* PAGE EXCERPT
▼

Keywords

1 Introduction

Road transport has various hazardous and threatening impacts on the environment and human life such as resource consumption, pollution, emission, congestion, and noise. Growing concerns in modern societies about these issues and the quality of life in cities call attention to new methods and approaches in traffic management, transportation planning, and route optimization for both commercial and individual drivers. Many of these methods depend on the estimation of travel time, traffic speed and volume. Recent advancements in Global Positioning Systems (GPS), Geographical Information Systems (GIS), image processing, and sensor technologies enable the real-time collection of these massive data, which can be effectively used to improve the accuracy of the prediction methods.

Early studies mainly collected their data from highway sensors, and GPS data was not common until 2011 [5]. The acquired data usually consists of speed, congestion classification, journey time, and volume. The research on the analysis of the collected data can be categorized as discrete and continuous. Discrete analyses include binary or multiclass classification methods while continuous analyses mainly employ function approximation and time series analysis.

It has been observed that the accuracy of the predictions improve as the number of segments in a route increases [6]. Reference [2] reports around 90% classification accuracy for short-term predictions (up to 5 min) on the highway; however, the results deteriorate in the urban setting. Reference [7] achieves an average of mean absolute deviations (MAD) value of 6.60 km/h for 1-step ahead and 12.47 km/h for 5-step ahead prediction over 20 segments.

▲

(Detection examples)
▼

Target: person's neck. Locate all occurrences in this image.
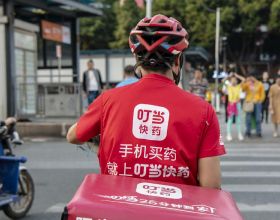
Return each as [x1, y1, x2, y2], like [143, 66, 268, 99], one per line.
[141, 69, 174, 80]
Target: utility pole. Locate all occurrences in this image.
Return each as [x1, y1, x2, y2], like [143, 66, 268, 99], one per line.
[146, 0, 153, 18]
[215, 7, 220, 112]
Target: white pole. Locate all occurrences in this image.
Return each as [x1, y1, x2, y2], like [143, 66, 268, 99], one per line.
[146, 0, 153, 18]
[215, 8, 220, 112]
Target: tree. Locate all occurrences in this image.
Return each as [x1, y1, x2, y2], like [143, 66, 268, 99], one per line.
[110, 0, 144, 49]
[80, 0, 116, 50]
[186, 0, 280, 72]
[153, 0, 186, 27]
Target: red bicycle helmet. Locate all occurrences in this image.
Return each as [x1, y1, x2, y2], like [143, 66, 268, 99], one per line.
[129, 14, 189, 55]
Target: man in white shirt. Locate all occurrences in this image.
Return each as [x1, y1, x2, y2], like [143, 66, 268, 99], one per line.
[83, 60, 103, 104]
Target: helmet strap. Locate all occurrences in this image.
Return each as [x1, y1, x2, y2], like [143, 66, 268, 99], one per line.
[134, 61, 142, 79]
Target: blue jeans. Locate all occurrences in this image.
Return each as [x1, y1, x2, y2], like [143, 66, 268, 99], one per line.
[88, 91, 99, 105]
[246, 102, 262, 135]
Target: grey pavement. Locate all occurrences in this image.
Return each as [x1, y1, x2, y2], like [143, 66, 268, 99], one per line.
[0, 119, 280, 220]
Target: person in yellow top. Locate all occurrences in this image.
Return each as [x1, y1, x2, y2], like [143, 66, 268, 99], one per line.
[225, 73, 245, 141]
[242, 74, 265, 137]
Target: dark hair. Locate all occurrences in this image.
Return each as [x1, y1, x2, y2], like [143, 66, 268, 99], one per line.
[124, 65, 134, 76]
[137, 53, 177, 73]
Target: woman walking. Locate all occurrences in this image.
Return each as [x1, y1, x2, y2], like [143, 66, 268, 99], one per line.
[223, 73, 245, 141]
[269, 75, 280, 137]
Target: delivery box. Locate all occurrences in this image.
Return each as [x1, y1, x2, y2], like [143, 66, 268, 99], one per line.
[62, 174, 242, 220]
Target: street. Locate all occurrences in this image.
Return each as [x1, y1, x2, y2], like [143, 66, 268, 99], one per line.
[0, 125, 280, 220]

▲

* WHAT THIS EXERCISE ASKS
A. Answer these about the traffic prediction introduction:
(i) Until what year was GPS data not common?
(ii) What classification accuracy does Reference [2] report for short-term highway predictions?
(iii) What MAD value does Reference [7] achieve for 5-step ahead prediction?
B. Write out the part of the listing that opens with its first line and closes with the line containing "[0, 119, 280, 220]", both ends included, without the pictures.

* THE REPLIES
A.
(i) 2011
(ii) Around 90%
(iii) 12.47 km/h

B.
Target: person's neck. Locate all occurrences in this image.
Return each as [x1, y1, x2, y2], like [143, 66, 268, 99], one per line.
[141, 69, 174, 80]
Target: utility pole. Locate all occurrences in this image.
Return each as [x1, y1, x2, y2], like [143, 66, 268, 99], one per line.
[146, 0, 153, 18]
[215, 7, 220, 112]
Target: white pole. Locate all occurrences in this image.
Return each as [x1, y1, x2, y2], like [143, 66, 268, 99], one per line.
[146, 0, 153, 18]
[215, 8, 220, 112]
Target: tree. Locate all occurrences in this image.
Return each as [x1, y1, x2, y2], like [143, 66, 268, 99], one per line.
[110, 0, 144, 49]
[80, 0, 116, 50]
[186, 0, 280, 72]
[153, 0, 186, 27]
Target: red bicycle helmet. Locate all occurrences in this image.
Return each as [x1, y1, x2, y2], like [143, 66, 268, 99], one per line.
[129, 14, 189, 55]
Target: man in white shirt. Locate all occurrences in this image.
Return each as [x1, y1, x2, y2], like [143, 66, 268, 99], one per line.
[83, 60, 103, 104]
Target: helmet strap. Locate all occurrences in this image.
Return each as [x1, y1, x2, y2], like [143, 66, 268, 99], one per line.
[134, 61, 142, 79]
Target: blue jeans. Locate all occurrences in this image.
Return each as [x1, y1, x2, y2], like [143, 66, 268, 99], one per line.
[88, 91, 99, 105]
[246, 102, 262, 135]
Target: grey pavement. Locate all occurrences in this image.
Return each as [x1, y1, x2, y2], like [143, 66, 268, 99], one per line.
[0, 119, 280, 220]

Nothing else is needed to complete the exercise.